— START READING TEXT —

There is reason to believe that the jobs held by Schroeder and DePrima were "no show" jobs. Nevertheless, the payments to Schroeder and DePrima were made after Cortapasso left the Bureau and we therefore decline to find Cortapasso liable for the $ 5,760 billed to the Bureau for Schroeder and DePrima.
Advantage Security charged the Bureau $ 15.00 per hour for security guards. (PX 236) The Bureau ultimately replaced Advantage Security with Pinkerton which charged the Bureau $ 9.61 per hour, which we find to reflect the fair market rate. Accordingly, we find that Advantage overcharged the Bureau by 36%. Cortapasso therefore is liable for $ 234,845 with respect to security guard services.
(f) Security Equipment. The Superintendent claims that Cortapasso is liable for $ 13,526 in damages with regard to security equipment. There is evidence that the Bureau made payments totalling $ 184,205 to Advantage Security and Advantage Protection for security equipment. (PX 112) However, the Superintendent indicates in his submissions to the Court that the Bureau paid only $ 152,526 for BASIX security equipment. The fair market value of the BASIX system, according to testimony by David Aggleton, a security systems expert whom we credit, was $ 139,000. Cortapasso therefore is liable for at least $ 13,526, the difference between the Bureau's payment for the system and its fair market value. Since the Superintendent has limited his claim to $ 13,526, we find Cortapasso liable only for this amount.
(g) Trucking. The Superintendent alleges $ 202,847 in damages with regard to payments made by the Bureau to T.N. Capolino Trucking, a Capolino entity, for trucking services. The Superintendent asserts that $ 48,160 of the trucking work associated with the Queens warehouse was unnecessary. Furthermore, the Superintendent would have the Court assume, from the mark-ups on the warehouse leases, that the trucking invoices also included a 100% mark-up. We do not find that plaintiff has proved that any of the trucking work performed was unnecessary. Nor do we find persuasive the Superintendent's argument that we should assume that the cost of the services was marked-up 100%. The Superintendent submitted no persuasive evidence of what work was done or what it was worth. We conclude that he has not met his burden with respect to damages for trucking services.

— END READING TEXT —
— START RECORDED INFORMATION —

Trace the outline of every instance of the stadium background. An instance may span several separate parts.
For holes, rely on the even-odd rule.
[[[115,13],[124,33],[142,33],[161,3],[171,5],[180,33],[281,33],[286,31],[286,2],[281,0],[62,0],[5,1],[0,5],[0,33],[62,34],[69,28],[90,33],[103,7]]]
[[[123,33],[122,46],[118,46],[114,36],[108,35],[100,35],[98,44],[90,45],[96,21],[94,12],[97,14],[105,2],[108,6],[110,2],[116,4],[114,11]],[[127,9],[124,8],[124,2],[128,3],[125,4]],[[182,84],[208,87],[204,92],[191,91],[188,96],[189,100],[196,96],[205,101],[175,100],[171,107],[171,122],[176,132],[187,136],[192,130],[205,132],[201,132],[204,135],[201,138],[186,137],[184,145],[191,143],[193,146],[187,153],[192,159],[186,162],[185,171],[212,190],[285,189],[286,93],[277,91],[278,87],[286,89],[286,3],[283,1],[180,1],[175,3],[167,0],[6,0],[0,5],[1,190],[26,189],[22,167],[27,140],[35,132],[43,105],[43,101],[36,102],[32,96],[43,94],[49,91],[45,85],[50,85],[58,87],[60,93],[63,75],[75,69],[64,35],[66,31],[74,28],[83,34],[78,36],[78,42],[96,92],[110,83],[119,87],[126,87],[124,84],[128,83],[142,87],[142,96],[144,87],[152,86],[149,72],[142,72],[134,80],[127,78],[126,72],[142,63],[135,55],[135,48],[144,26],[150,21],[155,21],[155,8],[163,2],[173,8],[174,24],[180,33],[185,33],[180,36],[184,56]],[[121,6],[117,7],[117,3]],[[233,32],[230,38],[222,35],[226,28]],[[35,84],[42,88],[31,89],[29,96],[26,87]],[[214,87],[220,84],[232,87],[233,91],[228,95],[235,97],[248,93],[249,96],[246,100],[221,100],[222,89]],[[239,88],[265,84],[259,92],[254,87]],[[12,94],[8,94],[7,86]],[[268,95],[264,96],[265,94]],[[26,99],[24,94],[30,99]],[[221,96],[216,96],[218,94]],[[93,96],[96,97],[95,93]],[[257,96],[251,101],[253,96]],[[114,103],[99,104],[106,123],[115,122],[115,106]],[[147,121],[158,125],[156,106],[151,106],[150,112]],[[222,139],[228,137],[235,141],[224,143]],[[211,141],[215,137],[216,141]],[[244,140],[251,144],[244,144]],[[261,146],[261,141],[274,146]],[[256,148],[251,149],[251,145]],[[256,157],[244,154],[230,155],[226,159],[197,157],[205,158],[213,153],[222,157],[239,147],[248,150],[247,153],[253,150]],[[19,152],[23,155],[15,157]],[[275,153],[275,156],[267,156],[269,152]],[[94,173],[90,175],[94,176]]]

— END RECORDED INFORMATION —

- _WHAT IS ASKED_
• a. In the court ruling, what hourly rate did Pinkerton charge the Bureau for security guards?
• b. Render this sentence from the court ruling in Spanish: "The Superintendent submitted no persuasive evidence of what work was done or what it was worth."
• c. Print the part of the court ruling between "There is reason" and "security guard services.", inclusive.

- _TASK-BY-TASK ANSWERS_
• a. $9.61 per hour.

• b. El Superintendente no presentó ninguna prueba convincente de qué trabajo se realizó ni de cuánto valía.

• c.
There is reason to believe that the jobs held by Schroeder and DePrima were "no show" jobs. Nevertheless, the payments to Schroeder and DePrima were made after Cortapasso left the Bureau and we therefore decline to find Cortapasso liable for the $ 5,760 billed to the Bureau for Schroeder and DePrima.
Advantage Security charged the Bureau $ 15.00 per hour for security guards. (PX 236) The Bureau ultimately replaced Advantage Security with Pinkerton which charged the Bureau $ 9.61 per hour, which we find to reflect the fair market rate. Accordingly, we find that Advantage overcharged the Bureau by 36%. Cortapasso therefore is liable for $ 234,845 with respect to security guard services.